§ **MATERIAL SUPPLIED**:
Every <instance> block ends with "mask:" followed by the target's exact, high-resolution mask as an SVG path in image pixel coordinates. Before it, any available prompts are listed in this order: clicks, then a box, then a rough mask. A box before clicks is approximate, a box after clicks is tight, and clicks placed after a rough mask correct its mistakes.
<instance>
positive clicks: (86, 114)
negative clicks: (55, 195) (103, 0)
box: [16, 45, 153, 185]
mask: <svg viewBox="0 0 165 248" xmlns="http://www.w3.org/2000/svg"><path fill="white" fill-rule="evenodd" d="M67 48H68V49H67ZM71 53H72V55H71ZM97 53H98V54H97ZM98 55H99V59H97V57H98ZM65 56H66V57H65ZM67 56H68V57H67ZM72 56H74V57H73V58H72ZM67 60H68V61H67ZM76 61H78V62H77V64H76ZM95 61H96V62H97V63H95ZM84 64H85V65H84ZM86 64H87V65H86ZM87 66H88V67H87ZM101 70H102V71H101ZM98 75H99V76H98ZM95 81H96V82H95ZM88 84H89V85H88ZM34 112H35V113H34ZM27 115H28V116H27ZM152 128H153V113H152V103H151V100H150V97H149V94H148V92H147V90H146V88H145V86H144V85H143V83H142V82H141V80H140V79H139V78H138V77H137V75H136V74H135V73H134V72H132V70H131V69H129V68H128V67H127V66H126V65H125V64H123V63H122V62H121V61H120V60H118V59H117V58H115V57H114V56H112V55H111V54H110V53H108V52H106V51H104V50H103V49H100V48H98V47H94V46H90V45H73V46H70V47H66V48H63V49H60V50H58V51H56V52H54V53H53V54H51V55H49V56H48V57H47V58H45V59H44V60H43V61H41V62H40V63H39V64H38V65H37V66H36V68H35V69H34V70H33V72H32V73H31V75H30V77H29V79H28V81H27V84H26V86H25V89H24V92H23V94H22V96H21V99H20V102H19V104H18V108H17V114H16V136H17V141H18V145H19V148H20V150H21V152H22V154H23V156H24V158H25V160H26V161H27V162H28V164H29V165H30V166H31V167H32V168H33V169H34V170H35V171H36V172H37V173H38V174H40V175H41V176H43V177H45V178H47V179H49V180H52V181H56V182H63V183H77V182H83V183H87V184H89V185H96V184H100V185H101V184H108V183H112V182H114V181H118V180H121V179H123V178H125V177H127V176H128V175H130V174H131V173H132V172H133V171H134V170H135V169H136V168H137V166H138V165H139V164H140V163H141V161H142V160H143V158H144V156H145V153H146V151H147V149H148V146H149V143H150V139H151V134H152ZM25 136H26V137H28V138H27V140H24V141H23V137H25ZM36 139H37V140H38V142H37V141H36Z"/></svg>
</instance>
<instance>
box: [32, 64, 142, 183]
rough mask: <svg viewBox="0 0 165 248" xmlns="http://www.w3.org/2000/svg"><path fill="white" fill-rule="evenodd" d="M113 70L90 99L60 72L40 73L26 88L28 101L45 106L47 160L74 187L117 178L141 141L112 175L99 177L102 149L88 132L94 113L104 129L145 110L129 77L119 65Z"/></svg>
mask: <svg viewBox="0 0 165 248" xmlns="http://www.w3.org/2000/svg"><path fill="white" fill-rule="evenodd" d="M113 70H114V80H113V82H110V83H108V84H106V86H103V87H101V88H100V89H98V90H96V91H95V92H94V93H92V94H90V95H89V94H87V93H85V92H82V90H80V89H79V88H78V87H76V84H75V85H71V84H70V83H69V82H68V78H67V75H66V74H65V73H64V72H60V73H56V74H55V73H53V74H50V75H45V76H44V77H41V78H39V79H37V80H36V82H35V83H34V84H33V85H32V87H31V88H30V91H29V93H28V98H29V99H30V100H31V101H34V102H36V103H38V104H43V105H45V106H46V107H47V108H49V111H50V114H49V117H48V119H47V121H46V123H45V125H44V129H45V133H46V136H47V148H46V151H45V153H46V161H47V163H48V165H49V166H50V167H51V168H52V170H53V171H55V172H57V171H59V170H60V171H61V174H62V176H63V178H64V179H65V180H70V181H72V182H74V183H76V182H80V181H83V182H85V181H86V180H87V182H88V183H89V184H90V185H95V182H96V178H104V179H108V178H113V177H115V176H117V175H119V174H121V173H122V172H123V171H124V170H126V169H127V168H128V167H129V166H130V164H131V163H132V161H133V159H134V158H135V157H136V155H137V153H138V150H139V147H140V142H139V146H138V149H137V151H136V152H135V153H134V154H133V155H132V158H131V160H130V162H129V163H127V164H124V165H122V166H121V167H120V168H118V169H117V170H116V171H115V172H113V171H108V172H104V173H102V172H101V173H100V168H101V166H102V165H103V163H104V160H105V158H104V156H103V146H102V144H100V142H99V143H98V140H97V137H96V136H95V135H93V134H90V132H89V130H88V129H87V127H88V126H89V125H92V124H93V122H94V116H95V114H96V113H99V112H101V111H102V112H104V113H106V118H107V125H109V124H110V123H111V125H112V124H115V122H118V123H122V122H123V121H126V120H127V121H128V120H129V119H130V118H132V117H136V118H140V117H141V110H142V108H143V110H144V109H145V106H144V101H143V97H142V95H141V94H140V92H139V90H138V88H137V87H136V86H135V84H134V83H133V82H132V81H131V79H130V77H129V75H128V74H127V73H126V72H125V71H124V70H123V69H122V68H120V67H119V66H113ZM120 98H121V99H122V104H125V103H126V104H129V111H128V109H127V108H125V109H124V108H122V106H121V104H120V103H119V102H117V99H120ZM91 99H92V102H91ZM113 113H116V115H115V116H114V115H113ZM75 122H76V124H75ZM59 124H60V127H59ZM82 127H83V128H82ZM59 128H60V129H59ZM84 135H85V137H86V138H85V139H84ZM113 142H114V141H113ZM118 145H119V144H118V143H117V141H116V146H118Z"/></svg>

§ **PROBLEM**: Reproduce the records from their first line through the line containing "box: [16, 45, 153, 185]", inclusive.

§ **REPLY**:
Every <instance> block ends with "mask:" followed by the target's exact, high-resolution mask as an SVG path in image pixel coordinates. Before it, any available prompts are listed in this order: clicks, then a box, then a rough mask. A box before clicks is approximate, a box after clicks is tight, and clicks placed after a rough mask correct its mistakes.
<instance>
positive clicks: (86, 114)
negative clicks: (55, 195) (103, 0)
box: [16, 45, 153, 185]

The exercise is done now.